ИСТОЧНИК ::
Loading AI tools
Из Википедии, свободной энциклопедии
Эта статья посвящена религиозным преследованиям верующих из евангелических (евангельских) протестантских церквей (из числа представителей коренного населения) в Российской империи в конце XIX — начале XX веков. Статья охватывает период с момента появления первых русскоязычных евангельских общин (1860-е годы) до Февральской революции 1917 года.
Преследования осуществлялись с использованием государственно-полицейского аппарата при активном участии представителей Русской православной церкви. В преследованиях также принимала участие часть населения, особенно в крестьянской среде. В то же время часть общества сочувствовала преследуемым и пассивно или активно сопротивлялась этой политике.
Быстрый рост евангельского движения и попытки его искоренения государством стали заметным явлением социально-политической жизни страны.
Хотя на протяжении столетий Российское государство развивалось как поликонфессиональное[1], статус православия, как государственной религии, был закреплён в Своде законов Российской империи и Уложении о наказаниях уголовных и исправительных[2].
Внеисповедное состояние не признавалось. При этом отношение к остальным религиям было неодинаковым. По количеству прав и льгот, с одной стороны, и ограничений — с другой, религии можно было разделить на две группы: «терпимые» и «нетерпимые». К первым относились католическая, протестантская (лютеранская, англиканская), армяно-григорианская и армяно-католическая церкви. Далее следовали общины евреев-караимов, магометан-суннитов и шиитов, евреев-талмудистов, буддистов-ламаистов, а также родоплеменные культы[3][4].
В то же время существовали конфессии, считавшиеся оппозиционными[3] православной церкви, а потому непризнаваемые, незаконные и «нетерпимые»[3]. Это старообрядчество и «сектантство», в том числе евангелическо-протестантское (штундисты, баптисты, пашковцы)[4][3]. Именно они последовательно жёстко преследовались государством и РПЦ.

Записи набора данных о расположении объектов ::
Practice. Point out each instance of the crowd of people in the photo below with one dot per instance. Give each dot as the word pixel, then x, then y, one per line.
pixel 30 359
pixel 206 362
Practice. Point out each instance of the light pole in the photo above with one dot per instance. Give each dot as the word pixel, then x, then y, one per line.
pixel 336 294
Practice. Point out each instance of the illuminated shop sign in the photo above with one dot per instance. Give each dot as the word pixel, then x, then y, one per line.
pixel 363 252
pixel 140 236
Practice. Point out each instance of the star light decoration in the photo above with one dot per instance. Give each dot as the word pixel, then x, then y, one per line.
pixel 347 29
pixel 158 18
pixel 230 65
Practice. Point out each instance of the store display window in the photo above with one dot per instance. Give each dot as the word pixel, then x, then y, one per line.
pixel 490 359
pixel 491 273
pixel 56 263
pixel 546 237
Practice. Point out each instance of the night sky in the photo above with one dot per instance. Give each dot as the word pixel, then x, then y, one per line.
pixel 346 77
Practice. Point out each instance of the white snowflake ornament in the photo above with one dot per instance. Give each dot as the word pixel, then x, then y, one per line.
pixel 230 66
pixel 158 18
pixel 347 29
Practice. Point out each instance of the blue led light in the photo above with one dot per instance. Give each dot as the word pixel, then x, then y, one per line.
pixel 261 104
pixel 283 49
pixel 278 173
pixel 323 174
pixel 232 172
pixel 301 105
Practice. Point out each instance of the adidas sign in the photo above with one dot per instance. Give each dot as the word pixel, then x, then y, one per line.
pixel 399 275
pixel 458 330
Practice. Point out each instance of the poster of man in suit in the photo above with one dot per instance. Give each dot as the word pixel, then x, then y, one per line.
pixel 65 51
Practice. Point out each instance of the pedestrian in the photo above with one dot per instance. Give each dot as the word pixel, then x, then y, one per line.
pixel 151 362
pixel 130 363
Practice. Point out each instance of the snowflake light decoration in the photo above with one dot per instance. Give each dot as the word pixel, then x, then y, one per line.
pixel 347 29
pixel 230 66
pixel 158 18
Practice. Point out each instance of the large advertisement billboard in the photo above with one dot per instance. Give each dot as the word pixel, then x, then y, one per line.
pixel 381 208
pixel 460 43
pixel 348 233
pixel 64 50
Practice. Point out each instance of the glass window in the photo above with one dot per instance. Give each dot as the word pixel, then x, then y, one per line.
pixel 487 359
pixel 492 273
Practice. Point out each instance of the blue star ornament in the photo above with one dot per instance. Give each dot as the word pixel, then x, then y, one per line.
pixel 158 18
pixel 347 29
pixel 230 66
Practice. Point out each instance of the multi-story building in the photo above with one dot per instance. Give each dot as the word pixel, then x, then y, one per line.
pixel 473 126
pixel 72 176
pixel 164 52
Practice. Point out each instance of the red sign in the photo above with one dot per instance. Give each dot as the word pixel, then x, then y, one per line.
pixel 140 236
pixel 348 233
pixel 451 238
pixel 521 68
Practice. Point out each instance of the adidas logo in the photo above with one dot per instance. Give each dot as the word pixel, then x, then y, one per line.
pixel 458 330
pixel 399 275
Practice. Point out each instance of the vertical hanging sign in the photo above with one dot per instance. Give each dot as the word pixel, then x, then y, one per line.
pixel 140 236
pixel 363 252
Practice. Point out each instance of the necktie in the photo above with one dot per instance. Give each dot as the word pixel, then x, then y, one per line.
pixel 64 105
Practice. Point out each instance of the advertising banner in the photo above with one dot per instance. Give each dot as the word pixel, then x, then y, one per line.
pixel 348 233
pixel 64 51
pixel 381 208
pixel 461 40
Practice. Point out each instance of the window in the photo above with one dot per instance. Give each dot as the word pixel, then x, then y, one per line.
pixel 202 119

УСЛОВИЕ ЗАДАНИЯ :: Перечислите все евангелическо-протестантские течения, которые статья о преследованиях евангельских протестантов в Российской империи относит к «нетерпимым» конфессиям.

ПОЛНЫЙ ОТВЕТ :: Штундисты, баптисты, пашковцы.